(Excerpts from a dataset on pointing at objects)
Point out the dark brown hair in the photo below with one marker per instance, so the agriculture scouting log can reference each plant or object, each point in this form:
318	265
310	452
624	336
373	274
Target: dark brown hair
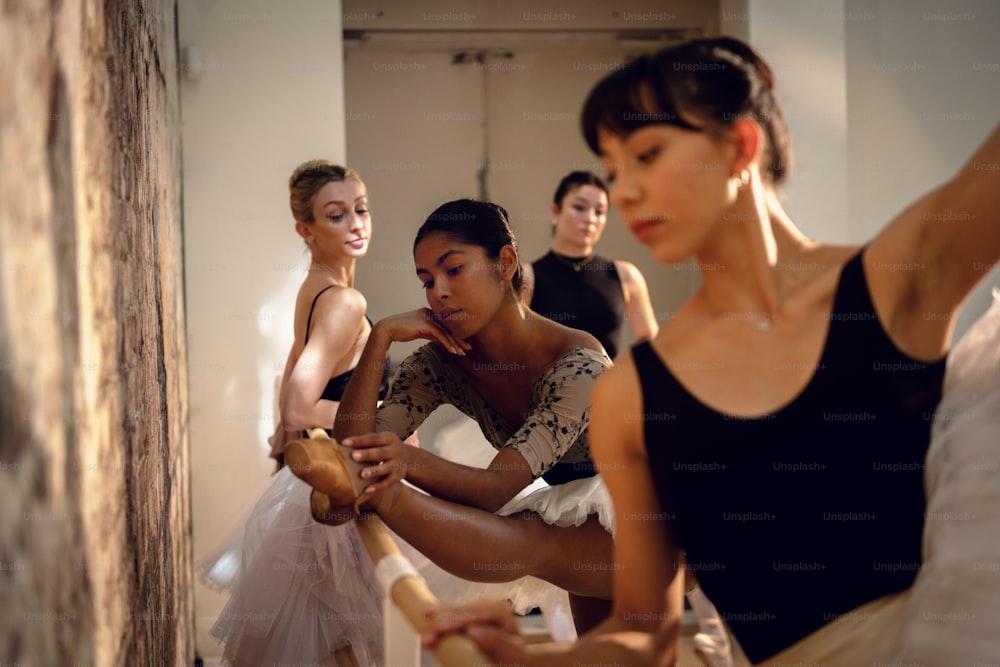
702	85
473	222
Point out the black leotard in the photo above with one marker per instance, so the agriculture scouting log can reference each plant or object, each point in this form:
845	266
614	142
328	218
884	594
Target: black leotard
794	518
590	298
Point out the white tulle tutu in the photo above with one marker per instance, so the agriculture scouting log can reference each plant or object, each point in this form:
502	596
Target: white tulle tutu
953	614
302	590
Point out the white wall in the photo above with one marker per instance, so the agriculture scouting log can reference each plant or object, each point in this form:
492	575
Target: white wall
803	42
867	138
923	92
267	95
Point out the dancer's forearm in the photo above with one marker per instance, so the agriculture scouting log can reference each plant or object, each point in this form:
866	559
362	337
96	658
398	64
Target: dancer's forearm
356	414
486	488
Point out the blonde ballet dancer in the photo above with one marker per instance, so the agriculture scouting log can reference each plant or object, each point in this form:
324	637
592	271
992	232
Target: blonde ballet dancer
798	380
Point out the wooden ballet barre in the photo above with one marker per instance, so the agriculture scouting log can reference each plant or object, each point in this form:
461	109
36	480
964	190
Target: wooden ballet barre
406	589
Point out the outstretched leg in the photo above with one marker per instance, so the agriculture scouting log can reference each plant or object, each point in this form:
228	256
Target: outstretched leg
466	541
479	546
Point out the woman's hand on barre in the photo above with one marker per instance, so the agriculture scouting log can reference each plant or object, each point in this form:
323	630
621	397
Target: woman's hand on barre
490	624
385	459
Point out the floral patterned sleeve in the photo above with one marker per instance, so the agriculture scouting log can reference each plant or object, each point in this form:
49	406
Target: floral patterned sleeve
415	391
560	411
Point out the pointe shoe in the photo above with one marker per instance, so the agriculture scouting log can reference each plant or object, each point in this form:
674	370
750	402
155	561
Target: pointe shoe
320	464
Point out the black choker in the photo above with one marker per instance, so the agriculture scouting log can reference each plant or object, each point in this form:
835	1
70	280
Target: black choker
576	262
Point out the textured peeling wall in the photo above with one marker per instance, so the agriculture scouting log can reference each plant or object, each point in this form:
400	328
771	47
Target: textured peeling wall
94	483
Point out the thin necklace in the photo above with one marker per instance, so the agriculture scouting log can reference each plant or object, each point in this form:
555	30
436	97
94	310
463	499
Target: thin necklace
763	322
575	262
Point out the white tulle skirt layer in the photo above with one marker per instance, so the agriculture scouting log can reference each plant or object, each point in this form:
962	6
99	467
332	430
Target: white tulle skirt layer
950	614
301	590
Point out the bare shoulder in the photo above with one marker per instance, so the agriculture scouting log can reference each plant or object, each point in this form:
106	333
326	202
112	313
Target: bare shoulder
343	300
628	272
339	309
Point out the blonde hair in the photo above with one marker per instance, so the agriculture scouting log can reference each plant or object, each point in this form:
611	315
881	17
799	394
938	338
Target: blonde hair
308	179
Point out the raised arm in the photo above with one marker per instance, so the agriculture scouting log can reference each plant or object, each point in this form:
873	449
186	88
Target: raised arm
338	321
638	309
555	422
927	260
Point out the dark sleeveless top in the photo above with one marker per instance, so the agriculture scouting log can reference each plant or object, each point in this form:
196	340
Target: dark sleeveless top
794	518
590	298
334	389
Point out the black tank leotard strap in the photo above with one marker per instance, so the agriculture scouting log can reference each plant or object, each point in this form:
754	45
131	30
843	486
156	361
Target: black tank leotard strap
334	389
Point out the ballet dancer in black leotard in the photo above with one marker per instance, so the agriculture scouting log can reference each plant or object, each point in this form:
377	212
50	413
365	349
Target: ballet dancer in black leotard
576	287
771	438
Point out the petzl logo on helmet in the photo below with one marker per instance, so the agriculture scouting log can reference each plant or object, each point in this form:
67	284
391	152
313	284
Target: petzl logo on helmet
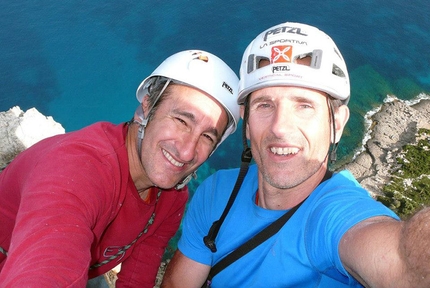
281	54
225	85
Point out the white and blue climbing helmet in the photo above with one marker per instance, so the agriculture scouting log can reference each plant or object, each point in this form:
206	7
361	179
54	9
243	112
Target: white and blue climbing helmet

**Exercise brief**
Please turn the listing above into a JSON list of strings with one string per line and no blank lines. Leave the pictures out of your answer.

**Result of this task**
[
  "Point out the dark brown hair in the photo below with one marker per instance, so the agriculture scouting log can reference each plant or object, each point in this form:",
  "318\t265",
  "310\t452",
  "624\t336",
  "373\t274",
  "Target: dark brown hair",
  "702\t85",
  "473\t222",
  "Point out the black leotard in the photo above with one marker per instance, so the agriculture scouting log can reference each plant or object, each point in this form:",
  "845\t266",
  "614\t142",
  "328\t218",
  "884\t594",
  "Target: black leotard",
  "794\t518",
  "590\t298",
  "Point out the white tulle tutu in the photo above with one marker per instance, so the agriculture scouting log can reference each plant or object, each point in this form:",
  "502\t596",
  "Target: white tulle tutu",
  "953\t614",
  "302\t590",
  "Point out the white wall in the photo above with one marker per instance, so the agriculture scouting log can reference each plant or object, each point in this form:",
  "492\t575",
  "Target: white wall",
  "803\t42",
  "867\t138",
  "923\t92",
  "267\t95",
  "Point out the dancer's forearm in the photo above with one marker per instance, so the agriculture scouting log can reference each plant or object, each point in this form:",
  "866\t559",
  "362\t337",
  "96\t658",
  "398\t64",
  "Target: dancer's forearm",
  "356\t414",
  "486\t488",
  "Point out the blonde ballet dancer in the photo above with one marker per instance, so the agriculture scouting log can reference each plant or object, each point in this form:",
  "324\t637",
  "592\t271",
  "992\t232",
  "Target: blonde ballet dancer",
  "798\t380",
  "Point out the wooden ballet barre in the photo above with one marker per instance, so the agriculture scouting log can reference each plant or object, each point in this form:",
  "461\t109",
  "36\t480",
  "964\t190",
  "Target: wooden ballet barre",
  "406\t589",
  "Point out the outstretched leg in the photo above with one marker per instance, so the agriculture scouting log can reference each plant or object, each point in this form:",
  "228\t256",
  "Target: outstretched leg",
  "466\t541",
  "479\t546",
  "Point out the woman's hand on barre in the photo above with one marker per instance, so the agriculture scouting log can reference each plant or object, each point in this form:",
  "323\t630",
  "621\t397",
  "Target: woman's hand on barre",
  "490\t624",
  "385\t459",
  "Point out the floral patterned sleeve in the photo above with one marker per instance, so the agriculture scouting log can reference each plant or object, each point in this form:",
  "49\t406",
  "Target: floral patterned sleeve",
  "415\t391",
  "560\t411",
  "Point out the pointe shoe in the photo above with one marker per instance, so the agriculture scouting log can reference each plant or object, each point in this form:",
  "674\t370",
  "750\t402",
  "155\t561",
  "Target: pointe shoe",
  "320\t464",
  "Point out the black choker in the photo above with one marker per instance, so the agriculture scouting log can reference each plant or object, each point in this form:",
  "835\t1",
  "70\t280",
  "Target: black choker",
  "576\t262",
  "Point out the textured peeling wall in the photo above with one marker per instance, so the agriculture scouting log can reference each plant or object, each point in this form:",
  "400\t328",
  "771\t47",
  "Target: textured peeling wall",
  "94\t483",
  "Point out the thin necklace in the photo above with one marker per instance, so the agriculture scouting log can reference each plant or object, each point in this form:",
  "555\t30",
  "436\t97",
  "94\t310",
  "463\t499",
  "Target: thin necklace",
  "763\t322",
  "575\t262",
  "Point out the white tulle skirt layer in the photo above with one marker per instance, so the agriculture scouting log can reference each plant or object, each point in this form:",
  "962\t6",
  "99\t467",
  "332\t430",
  "Target: white tulle skirt layer",
  "950\t614",
  "301\t590",
  "Point out the bare shoulder in the photo above with one marker per instance, so the agriculture scouting log can reference each plant or object, each point in this form:",
  "106\t333",
  "326\t202",
  "112\t313",
  "Target: bare shoulder",
  "343\t300",
  "628\t272",
  "339\t309",
  "Point out the blonde hair in the photo above with one marker per instance, so the agriculture scouting log can reference each plant or object, each point in this form:",
  "611\t315",
  "881\t17",
  "799\t394",
  "938\t338",
  "Target: blonde hair",
  "308\t179",
  "Point out the raised arm in the photo above with one marker per instance, so the agriculture scouting log can reference each plant or object, each point in this form:",
  "873\t449",
  "186\t88",
  "Target: raised arm",
  "338\t321",
  "638\t309",
  "555\t422",
  "927\t260",
  "Point out the dark sleeveless top in the photo above with one marker per instance, so the agriculture scouting log can reference each plant or object, each point in this form:",
  "196\t340",
  "Target: dark sleeveless top",
  "794\t518",
  "590\t298",
  "334\t389",
  "Point out the black tank leotard strap in the photo above with one marker per instance, so the agriculture scouting log can reference each plant or object, each point in this form:",
  "754\t45",
  "131\t30",
  "843\t486",
  "156\t361",
  "Target: black tank leotard strap",
  "334\t389",
  "Point out the ballet dancer in black leotard in the photo above with one marker per instance, so the agriculture scouting log can reference each plant or object, each point in this form:",
  "377\t212",
  "50\t413",
  "365\t349",
  "Target: ballet dancer in black leotard",
  "576\t287",
  "771\t438",
  "Point out the petzl logo on helmet in the photo below with one marker per instance, so the agriculture scouting log can reference each plant or object, each point in this form:",
  "67\t284",
  "391\t152",
  "313\t284",
  "Target: petzl logo on helmet",
  "281\t54",
  "225\t85",
  "Point out the white and blue climbing helmet in the photo above with one marker per instance, so the agriculture scouting log can reference each plant or object, each point in this form:",
  "206\t7",
  "361\t179",
  "54\t9",
  "243\t112",
  "Target: white and blue climbing helmet"
]